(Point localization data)
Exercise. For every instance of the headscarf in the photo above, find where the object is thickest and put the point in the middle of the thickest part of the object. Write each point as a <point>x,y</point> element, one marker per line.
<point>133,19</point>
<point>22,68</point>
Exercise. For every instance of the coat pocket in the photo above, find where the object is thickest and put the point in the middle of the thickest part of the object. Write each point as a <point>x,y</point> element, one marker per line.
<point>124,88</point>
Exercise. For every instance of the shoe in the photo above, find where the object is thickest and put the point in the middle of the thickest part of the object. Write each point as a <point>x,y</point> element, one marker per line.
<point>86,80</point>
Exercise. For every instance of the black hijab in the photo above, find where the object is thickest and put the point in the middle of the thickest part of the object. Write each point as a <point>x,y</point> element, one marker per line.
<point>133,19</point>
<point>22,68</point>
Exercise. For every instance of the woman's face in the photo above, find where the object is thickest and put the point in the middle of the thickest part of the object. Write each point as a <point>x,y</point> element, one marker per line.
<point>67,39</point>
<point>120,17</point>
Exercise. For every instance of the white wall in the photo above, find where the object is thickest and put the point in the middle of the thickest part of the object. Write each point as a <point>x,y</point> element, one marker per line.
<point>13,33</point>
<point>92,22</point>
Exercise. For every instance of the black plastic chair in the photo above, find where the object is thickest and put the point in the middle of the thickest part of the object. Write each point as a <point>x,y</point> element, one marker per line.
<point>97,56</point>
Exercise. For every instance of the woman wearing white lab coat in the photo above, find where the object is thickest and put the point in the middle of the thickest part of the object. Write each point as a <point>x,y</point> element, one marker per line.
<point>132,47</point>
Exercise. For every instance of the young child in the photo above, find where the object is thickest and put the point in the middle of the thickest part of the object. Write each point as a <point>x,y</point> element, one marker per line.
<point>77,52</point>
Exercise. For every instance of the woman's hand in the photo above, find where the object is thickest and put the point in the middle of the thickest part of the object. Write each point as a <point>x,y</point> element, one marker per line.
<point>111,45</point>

TASK GOAL: All records shown above are to be reproduced without any alteration.

COMPLETED EXERCISE:
Exercise. For every instance of the headscarf in the photo above, find where the object is thickest and put the point in the middle of the thickest part of the object. Write each point as a <point>x,y</point> element, one marker per line.
<point>133,19</point>
<point>22,68</point>
Exercise. For every instance of the coat pocket in the photo above, find where the object is thickest and put the point in the middle of the thickest part of the object. Write each point as a <point>x,y</point> element, one marker per line.
<point>124,88</point>
Exercise. For every instance of the shoe in the photo above, find where the object is thickest and put the point in the middle of the thickest part of the object. Write each point as a <point>x,y</point> element, one marker per line.
<point>86,80</point>
Exercise. For every instance of the black hijab in the photo above, find where the object is thickest and put the point in the middle of the thickest part of the object. Write each point as a <point>x,y</point> element, one marker per line.
<point>133,19</point>
<point>22,68</point>
Exercise. For every instance of the woman's face in the photo above, find where the object is thickest and put the point in the middle of the thickest part of the object. Write each point as a <point>x,y</point> element, one marker per line.
<point>67,39</point>
<point>120,17</point>
Exercise. For every instance of the white wall in the photo above, find where the object is thickest and put the point in the middle of the thickest part of the object. Write each point as a <point>x,y</point> element, one marker per line.
<point>13,33</point>
<point>92,22</point>
Exercise. For every instance of the black plastic chair in the photo above, find where the object is thickest and put the point in the middle of the thickest part of the object. Write each point as a <point>x,y</point> element, one marker per line.
<point>97,56</point>
Exercise. For every instance of the woman wearing white lab coat in the photo above, find where the object is thickest and put the point in the middle of the thickest part of the object. Write each point as a <point>x,y</point> element, one marker per line.
<point>132,47</point>
Exercise. For every instance of the young child in the photo above, find where the object is thickest and put the point in the middle of the thickest part of the object. Write each point as a <point>x,y</point> element, one marker per line.
<point>77,52</point>
Exercise. For every instance of the woman's hand in the photo above, find where the object is thickest and put the point in the middle of the thickest part of the object. Write each point as a <point>x,y</point> element, one marker per line.
<point>111,45</point>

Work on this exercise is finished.